◆ **DIRECTIONS FOR THIS TASK**
Turn the part of the data that opens with the line containing "Practice step: locate the sky" and closes with the line containing "point(121, 140)" into a JSON list of strings, one per line, leaving out blank lines. Include both end lines and nothing outside that part.

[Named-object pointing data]
☆ ☆ ☆

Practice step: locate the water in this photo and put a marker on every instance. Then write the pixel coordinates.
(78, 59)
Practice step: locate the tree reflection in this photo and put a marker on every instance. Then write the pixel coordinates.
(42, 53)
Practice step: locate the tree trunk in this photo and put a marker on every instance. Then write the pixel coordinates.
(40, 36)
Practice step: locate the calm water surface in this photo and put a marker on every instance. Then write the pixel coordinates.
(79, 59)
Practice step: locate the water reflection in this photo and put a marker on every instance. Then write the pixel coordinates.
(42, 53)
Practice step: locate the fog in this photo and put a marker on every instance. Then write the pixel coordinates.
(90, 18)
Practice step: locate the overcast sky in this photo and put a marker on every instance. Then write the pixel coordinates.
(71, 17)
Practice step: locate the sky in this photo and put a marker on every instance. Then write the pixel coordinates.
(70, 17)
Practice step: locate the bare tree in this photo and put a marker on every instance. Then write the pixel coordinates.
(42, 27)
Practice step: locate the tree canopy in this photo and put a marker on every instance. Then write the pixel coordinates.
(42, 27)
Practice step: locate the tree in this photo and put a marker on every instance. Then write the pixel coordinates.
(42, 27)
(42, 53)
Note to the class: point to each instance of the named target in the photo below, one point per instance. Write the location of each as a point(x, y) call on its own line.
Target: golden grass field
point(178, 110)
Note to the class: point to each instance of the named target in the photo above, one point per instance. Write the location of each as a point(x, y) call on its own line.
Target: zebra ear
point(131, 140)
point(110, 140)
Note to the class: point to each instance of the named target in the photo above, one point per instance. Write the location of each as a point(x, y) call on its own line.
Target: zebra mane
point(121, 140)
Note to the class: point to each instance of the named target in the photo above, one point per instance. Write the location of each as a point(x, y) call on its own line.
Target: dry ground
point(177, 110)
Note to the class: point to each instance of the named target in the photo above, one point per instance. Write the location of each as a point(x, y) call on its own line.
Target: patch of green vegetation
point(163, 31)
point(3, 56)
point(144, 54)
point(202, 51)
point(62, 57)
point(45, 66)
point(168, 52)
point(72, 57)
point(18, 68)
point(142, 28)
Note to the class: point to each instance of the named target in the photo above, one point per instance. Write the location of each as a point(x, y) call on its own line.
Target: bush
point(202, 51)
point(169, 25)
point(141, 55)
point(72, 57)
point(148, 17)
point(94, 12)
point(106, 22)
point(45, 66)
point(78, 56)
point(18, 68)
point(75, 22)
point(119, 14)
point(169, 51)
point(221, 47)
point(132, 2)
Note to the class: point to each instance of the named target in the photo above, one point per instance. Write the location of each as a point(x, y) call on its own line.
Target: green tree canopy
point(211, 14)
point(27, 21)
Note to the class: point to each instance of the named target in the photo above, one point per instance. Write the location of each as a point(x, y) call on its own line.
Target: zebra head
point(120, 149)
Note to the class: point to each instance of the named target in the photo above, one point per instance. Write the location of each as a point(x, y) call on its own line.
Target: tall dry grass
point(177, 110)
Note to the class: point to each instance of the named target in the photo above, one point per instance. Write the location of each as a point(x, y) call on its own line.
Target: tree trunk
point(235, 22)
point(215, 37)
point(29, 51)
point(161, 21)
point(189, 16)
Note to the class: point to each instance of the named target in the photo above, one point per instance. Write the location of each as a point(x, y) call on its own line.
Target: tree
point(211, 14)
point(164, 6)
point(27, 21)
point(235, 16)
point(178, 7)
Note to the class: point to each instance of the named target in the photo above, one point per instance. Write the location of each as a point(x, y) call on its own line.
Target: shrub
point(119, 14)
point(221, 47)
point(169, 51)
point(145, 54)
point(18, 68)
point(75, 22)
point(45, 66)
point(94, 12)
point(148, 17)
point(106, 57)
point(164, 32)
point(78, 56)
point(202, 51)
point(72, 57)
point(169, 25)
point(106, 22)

☆ ☆ ☆

◆ **RESULT FOR THIS EXERCISE**
[
  "Practice step: locate the sky in this photo and put a marker on every instance. Then write the pixel coordinates.",
  "(70, 17)",
  "Practice step: locate the bare tree in this photo and put a marker on every instance. Then write the pixel coordinates.",
  "(42, 27)",
  "Practice step: locate the tree canopy in this photo and put a marker on every instance. Then write the pixel coordinates.",
  "(42, 27)",
  "Practice step: locate the tree in this photo and put a marker on every instance. Then write the pixel coordinates.",
  "(42, 27)",
  "(42, 53)",
  "Note to the class: point to each instance of the named target in the photo below, one point per instance. Write the location of each as a point(x, y) call on its own line.",
  "Target: golden grass field",
  "point(178, 110)",
  "Note to the class: point to each instance of the named target in the photo above, one point per instance. Write the location of each as a point(x, y) call on its own line.",
  "Target: zebra ear",
  "point(131, 140)",
  "point(110, 140)",
  "Note to the class: point to each instance of the named target in the photo above, one point per instance. Write the location of each as a point(x, y) call on its own line.",
  "Target: zebra mane",
  "point(121, 140)"
]